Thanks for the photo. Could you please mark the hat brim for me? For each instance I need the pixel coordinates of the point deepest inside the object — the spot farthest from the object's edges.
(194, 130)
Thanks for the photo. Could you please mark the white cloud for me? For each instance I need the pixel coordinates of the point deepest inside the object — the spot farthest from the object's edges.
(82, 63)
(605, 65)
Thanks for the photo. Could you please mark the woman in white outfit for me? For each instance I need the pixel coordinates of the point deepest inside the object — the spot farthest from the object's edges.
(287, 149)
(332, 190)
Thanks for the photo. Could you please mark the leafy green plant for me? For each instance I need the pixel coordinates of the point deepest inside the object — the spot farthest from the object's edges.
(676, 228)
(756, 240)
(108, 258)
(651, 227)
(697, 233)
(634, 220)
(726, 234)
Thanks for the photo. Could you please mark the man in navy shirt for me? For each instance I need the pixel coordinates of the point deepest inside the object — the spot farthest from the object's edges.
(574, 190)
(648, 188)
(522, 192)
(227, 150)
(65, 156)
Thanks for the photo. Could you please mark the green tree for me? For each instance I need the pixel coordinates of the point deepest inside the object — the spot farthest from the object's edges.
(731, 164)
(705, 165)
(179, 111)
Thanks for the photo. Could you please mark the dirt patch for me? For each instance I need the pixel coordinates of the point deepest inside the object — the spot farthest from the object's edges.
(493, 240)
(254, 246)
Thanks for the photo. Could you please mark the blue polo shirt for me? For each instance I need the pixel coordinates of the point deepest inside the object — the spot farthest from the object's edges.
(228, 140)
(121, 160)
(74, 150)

### Do this:
Can you lay out the items as a two-column CSV with the columns item and answer? Use one row per item, put each value in a single quoted field, and change line breaks to spaces. Begin at the line that has "Thanks for the photo. Could you please mark the blue" and continue through the end of the items.

### Exercise output:
item,answer
"Thanks for the photo. Could you please mark the blue polo shirt for me? For each instance I need the pixel coordinates of the point deepest inside the object — the spot farthest from the object's edges.","(228, 140) (121, 160) (74, 150)"